Exercise details
Throughout the listing below, show every line in which "instance" occurs.

Exercise data

◇ ◇ ◇

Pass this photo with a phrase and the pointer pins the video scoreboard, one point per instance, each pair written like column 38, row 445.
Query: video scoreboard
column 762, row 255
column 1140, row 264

◇ ◇ ◇

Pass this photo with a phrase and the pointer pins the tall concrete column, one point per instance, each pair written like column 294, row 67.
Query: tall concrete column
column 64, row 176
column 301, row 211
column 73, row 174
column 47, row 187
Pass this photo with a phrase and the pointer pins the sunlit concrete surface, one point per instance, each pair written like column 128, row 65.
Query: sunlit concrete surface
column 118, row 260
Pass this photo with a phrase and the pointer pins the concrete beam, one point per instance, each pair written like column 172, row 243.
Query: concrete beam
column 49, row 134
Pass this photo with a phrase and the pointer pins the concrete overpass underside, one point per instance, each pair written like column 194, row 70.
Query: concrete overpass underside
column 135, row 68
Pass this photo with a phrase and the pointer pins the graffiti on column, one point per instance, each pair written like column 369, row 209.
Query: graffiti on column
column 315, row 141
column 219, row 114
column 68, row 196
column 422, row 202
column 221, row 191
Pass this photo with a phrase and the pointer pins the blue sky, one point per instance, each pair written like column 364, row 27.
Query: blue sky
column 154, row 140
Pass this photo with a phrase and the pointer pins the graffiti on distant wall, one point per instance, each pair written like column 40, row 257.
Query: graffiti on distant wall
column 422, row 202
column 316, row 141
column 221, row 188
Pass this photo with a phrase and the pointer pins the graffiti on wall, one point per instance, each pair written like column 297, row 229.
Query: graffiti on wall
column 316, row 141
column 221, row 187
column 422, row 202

◇ ◇ ◇

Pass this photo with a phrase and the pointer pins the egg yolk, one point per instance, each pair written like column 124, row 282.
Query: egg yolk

◇ ◇ ◇

Task response
Pass this photo with a phrase and the pointer pins the video scoreboard, one point per instance, each pair written like column 38, row 445.
Pass this photo with a phrase and the pointer pins the tall concrete column, one point per instance, each pair written like column 294, row 67.
Pass this photo with a phrase and the pointer pins the sunlit concrete surface, one point per instance, each pair written like column 128, row 65.
Pass this photo with a phrase and the pointer pins the concrete beam, one point per instance, each pair written like column 172, row 243.
Pass this photo with a phrase and the pointer pins the concrete overpass underside, one point per instance, each pair written like column 194, row 70.
Pass this photo with a phrase and the pointer pins the graffiti on column, one point per instance, each pair written like column 369, row 209.
Pass this photo with a phrase and the pointer pins the blue sky, one point per instance, each pair written like column 364, row 27.
Pass this photo with a phrase and the pointer pins the graffiti on distant wall, one point per instance, each pair written like column 40, row 257.
Pass this photo with a phrase and the pointer pins the graffiti on wall, one point per instance, each pair written like column 297, row 229.
Pass this photo with a phrase and the pointer pins the egg yolk, one point per instance, each pair written like column 124, row 282.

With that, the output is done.